Collected data
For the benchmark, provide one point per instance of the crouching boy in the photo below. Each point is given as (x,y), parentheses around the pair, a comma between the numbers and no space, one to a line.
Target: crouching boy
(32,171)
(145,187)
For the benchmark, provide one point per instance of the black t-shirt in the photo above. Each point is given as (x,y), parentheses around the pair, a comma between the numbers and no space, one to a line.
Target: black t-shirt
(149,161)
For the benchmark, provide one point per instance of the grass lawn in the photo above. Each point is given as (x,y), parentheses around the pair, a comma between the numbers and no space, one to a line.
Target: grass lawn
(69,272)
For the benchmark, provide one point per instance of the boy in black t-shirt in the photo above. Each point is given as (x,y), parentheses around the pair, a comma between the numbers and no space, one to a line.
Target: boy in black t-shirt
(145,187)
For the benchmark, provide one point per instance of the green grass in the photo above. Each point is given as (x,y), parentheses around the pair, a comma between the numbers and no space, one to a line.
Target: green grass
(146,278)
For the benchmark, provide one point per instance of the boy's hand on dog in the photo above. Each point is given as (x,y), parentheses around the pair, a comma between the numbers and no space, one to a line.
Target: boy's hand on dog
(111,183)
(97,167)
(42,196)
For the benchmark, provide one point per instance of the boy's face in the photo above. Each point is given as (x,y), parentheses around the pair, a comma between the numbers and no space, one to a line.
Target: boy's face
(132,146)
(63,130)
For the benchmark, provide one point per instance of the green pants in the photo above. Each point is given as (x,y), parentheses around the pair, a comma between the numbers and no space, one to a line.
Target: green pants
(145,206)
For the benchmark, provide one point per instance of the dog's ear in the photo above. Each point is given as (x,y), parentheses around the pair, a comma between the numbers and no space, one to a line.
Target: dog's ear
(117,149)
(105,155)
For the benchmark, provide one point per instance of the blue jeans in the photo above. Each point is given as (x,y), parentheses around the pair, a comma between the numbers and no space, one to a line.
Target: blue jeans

_Your task_
Convert all of the records above into a JSON list of strings, with one string for each line and no entries for blank lines.

_Result of the task_
[
  "For the benchmark, provide one point per instance of the crouching boy in the photo below. Each point is given as (x,y), parentheses around the pair, a comma between the numbers and no space, one to a line.",
  "Target: crouching boy",
  "(32,171)",
  "(145,187)",
  "For the benchmark, provide one point per instance of the black t-shirt in the photo above. Each point is given as (x,y), parentheses around the pair, a comma between the numbers and no space, one to a line.",
  "Target: black t-shirt",
  "(149,161)",
  "For the benchmark, provide one point per instance of the grass lawn in the photo above. Each point is given as (x,y), parentheses around the pair, a comma between the numbers and no space, one to a line.",
  "Target: grass lawn",
  "(69,272)",
  "For the benchmark, provide one point per instance of the boy in black t-shirt in the photo above. Each point is given as (x,y), parentheses around the pair, a comma between the numbers and no space, one to a line.",
  "Target: boy in black t-shirt",
  "(145,187)",
  "For the benchmark, provide one point per instance of the green grass in the photo above. Each point is given as (x,y), parentheses around the pair, a comma between the numbers and no space, one to a line.",
  "Target: green grass",
  "(146,278)",
  "For the benchmark, provide one point per instance of the boy's hand on dog in the photo above. Each point is given as (x,y), parentheses around the pair, a comma between the numbers and no space, one to a line.",
  "Target: boy's hand on dog",
  "(111,183)",
  "(97,167)",
  "(42,196)",
  "For the benchmark, provide one point per instance of the boy's face in the photo above. Each point is given as (x,y), parentheses around the pair, a comma between the numbers and no space, one to a line.",
  "Target: boy's face",
  "(132,146)",
  "(63,130)",
  "For the benchmark, provide one point per instance of the green pants in the photo above. Each point is given as (x,y), parentheses around the pair, a comma between the numbers and no space, one to a line.",
  "Target: green pants",
  "(145,206)",
  "For the benchmark, provide one point per instance of the dog's ear in the photo above. Each point is given as (x,y), parentheses around the pair, a comma between the numbers and no space, one to a line.",
  "Target: dog's ear",
  "(117,149)",
  "(105,155)",
  "For the benchmark, provide one point per instance of the blue jeans in the photo above. Each point is given as (x,y), parentheses around the pair, a comma between the numbers and no space, one to a line.",
  "Target: blue jeans"
]